Objetivo da tarefa: Reproduza na íntegra, sem qualquer alteração, o texto sobre as medidas do governo na área da justiça.

Texto:
++++++

Não contesto a gravidade da situação, na qual os governos PS também tiveram a sua quota de responsabilidade, e a necessidade de tomar medidas severas. Também não ponho em causa a necessidade de abolir privilégios injustificáveis, o que não significa que eu esteja de acordo com todas as medidas tomadas, principalmente no que respeita às chamadas regalias da função pública. O que contesto, e veementemente, e confessando-me desapontado, é a encenação e a demagogia com que certas dessas medidas têm sido apresentadas, na mira de obter adesão popular, a pretexto de um combate aos privilégios. Uma espécie de ressuscitação da luta de classes, naquilo que, do proscrito marxismo, parece ter remanescido de velhas cartilhas que teorizavam o modo de chegar à «linha justa», através da exploração das contradições – aqui trabalhadores do sector privado e do sector público.
No que concerne à área da justiça – e essa é a parte que me interessa agora - o que se fez avultar, como não podia deixar de ser, foi a famosa morosidade, para debelar a qual foram apresentadas algumas medidas, que, diga-se, já vinham, nas suas linhas gerais, do governo anterior. São medidas óbvias na sua maior parte, mas ficam muito aquém do relevo com que se as fez avultar, sobretudo no que diz respeito à área criminal, cujo impacto será insignificante ao nível das instâncias e praticamente nulo ao nível do Supremo Tribunal de Justiça. Mas, de todas, a medida mais emblemática foi a anunciada (com acintosa animosidade) e já decidida redução das férias judiciais. Inserida habilmente no contexto da morosidade, a mensagem que lamentavelmente se fez passar foi a de que os magistrados trabalham pouco. De resto, nos dias seguintes, não se falava noutra coisa: no pouco ou nada que os «juízes» fazem. E o ministro da Justiça, no programa «Prós e Contras», disse mesmo que os «juízes» deixavam sempre para o fim os processos complicados e só despachavam as bagatelas. Talvez por isso mesmo, de entre as medidas anunciadas, há uma que dá que cismar e só pode ser compreendida nesse contexto: a prioridade que deve ser dada a processos por crime de homicídio sobre os processos por crime de injúria. A não ser entendida assim, a medida é risível.

++++++

Material apresentado:
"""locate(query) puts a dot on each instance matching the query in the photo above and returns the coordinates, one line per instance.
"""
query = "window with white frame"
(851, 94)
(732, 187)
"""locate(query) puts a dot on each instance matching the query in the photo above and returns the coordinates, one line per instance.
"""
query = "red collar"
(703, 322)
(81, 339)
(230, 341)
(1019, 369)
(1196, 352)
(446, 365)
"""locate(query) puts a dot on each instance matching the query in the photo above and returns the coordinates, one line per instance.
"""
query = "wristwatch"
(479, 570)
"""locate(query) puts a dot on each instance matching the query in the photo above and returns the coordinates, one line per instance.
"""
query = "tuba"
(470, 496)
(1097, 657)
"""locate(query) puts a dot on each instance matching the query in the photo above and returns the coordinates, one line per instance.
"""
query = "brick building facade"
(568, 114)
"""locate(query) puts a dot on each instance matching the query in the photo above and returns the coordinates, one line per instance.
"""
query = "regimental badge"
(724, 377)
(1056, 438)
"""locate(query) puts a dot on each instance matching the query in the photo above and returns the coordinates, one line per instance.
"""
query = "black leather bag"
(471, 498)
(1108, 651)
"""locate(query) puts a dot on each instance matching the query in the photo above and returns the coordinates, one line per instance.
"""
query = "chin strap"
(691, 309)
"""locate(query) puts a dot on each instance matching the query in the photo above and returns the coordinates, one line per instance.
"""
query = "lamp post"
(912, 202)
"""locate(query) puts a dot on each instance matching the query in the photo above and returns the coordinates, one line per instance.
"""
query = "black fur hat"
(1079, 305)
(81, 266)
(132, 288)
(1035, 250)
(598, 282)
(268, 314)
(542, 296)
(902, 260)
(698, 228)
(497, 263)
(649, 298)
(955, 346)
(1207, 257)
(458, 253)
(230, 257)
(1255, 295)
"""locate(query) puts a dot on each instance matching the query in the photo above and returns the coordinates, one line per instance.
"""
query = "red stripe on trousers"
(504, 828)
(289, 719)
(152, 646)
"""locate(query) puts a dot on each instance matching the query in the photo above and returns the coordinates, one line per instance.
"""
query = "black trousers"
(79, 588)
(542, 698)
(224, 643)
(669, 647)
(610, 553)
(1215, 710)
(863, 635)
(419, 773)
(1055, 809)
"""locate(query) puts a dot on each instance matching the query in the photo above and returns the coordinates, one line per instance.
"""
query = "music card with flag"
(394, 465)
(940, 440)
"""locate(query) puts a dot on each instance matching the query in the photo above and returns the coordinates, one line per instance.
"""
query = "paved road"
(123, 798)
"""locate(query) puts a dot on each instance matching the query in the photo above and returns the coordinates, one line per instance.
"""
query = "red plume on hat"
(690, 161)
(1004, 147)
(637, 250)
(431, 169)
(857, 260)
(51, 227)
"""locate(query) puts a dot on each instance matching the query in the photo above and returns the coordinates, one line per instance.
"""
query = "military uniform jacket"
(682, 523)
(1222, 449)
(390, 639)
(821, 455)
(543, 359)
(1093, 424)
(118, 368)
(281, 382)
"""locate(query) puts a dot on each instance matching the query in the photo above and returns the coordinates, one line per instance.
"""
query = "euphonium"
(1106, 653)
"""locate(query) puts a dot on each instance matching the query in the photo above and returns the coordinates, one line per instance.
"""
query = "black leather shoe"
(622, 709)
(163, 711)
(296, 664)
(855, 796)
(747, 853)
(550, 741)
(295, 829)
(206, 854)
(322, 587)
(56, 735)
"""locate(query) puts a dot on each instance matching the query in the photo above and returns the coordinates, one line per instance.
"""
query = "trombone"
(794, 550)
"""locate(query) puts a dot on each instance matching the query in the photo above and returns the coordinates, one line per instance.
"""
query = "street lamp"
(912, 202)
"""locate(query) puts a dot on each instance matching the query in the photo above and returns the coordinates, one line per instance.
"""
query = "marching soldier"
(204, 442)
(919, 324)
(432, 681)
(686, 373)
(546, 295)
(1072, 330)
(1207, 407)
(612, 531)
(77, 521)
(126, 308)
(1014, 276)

++++++

Resolução da tarefa:
Não contesto a gravidade da situação, na qual os governos PS também tiveram a sua quota de responsabilidade, e a necessidade de tomar medidas severas. Também não ponho em causa a necessidade de abolir privilégios injustificáveis, o que não significa que eu esteja de acordo com todas as medidas tomadas, principalmente no que respeita às chamadas regalias da função pública. O que contesto, e veementemente, e confessando-me desapontado, é a encenação e a demagogia com que certas dessas medidas têm sido apresentadas, na mira de obter adesão popular, a pretexto de um combate aos privilégios. Uma espécie de ressuscitação da luta de classes, naquilo que, do proscrito marxismo, parece ter remanescido de velhas cartilhas que teorizavam o modo de chegar à «linha justa», através da exploração das contradições – aqui trabalhadores do sector privado e do sector público.
No que concerne à área da justiça – e essa é a parte que me interessa agora - o que se fez avultar, como não podia deixar de ser, foi a famosa morosidade, para debelar a qual foram apresentadas algumas medidas, que, diga-se, já vinham, nas suas linhas gerais, do governo anterior. São medidas óbvias na sua maior parte, mas ficam muito aquém do relevo com que se as fez avultar, sobretudo no que diz respeito à área criminal, cujo impacto será insignificante ao nível das instâncias e praticamente nulo ao nível do Supremo Tribunal de Justiça. Mas, de todas, a medida mais emblemática foi a anunciada (com acintosa animosidade) e já decidida redução das férias judiciais. Inserida habilmente no contexto da morosidade, a mensagem que lamentavelmente se fez passar foi a de que os magistrados trabalham pouco. De resto, nos dias seguintes, não se falava noutra coisa: no pouco ou nada que os «juízes» fazem. E o ministro da Justiça, no programa «Prós e Contras», disse mesmo que os «juízes» deixavam sempre para o fim os processos complicados e só despachavam as bagatelas. Talvez por isso mesmo, de entre as medidas anunciadas, há uma que dá que cismar e só pode ser compreendida nesse contexto: a prioridade que deve ser dada a processos por crime de homicídio sobre os processos por crime de injúria. A não ser entendida assim, a medida é risível.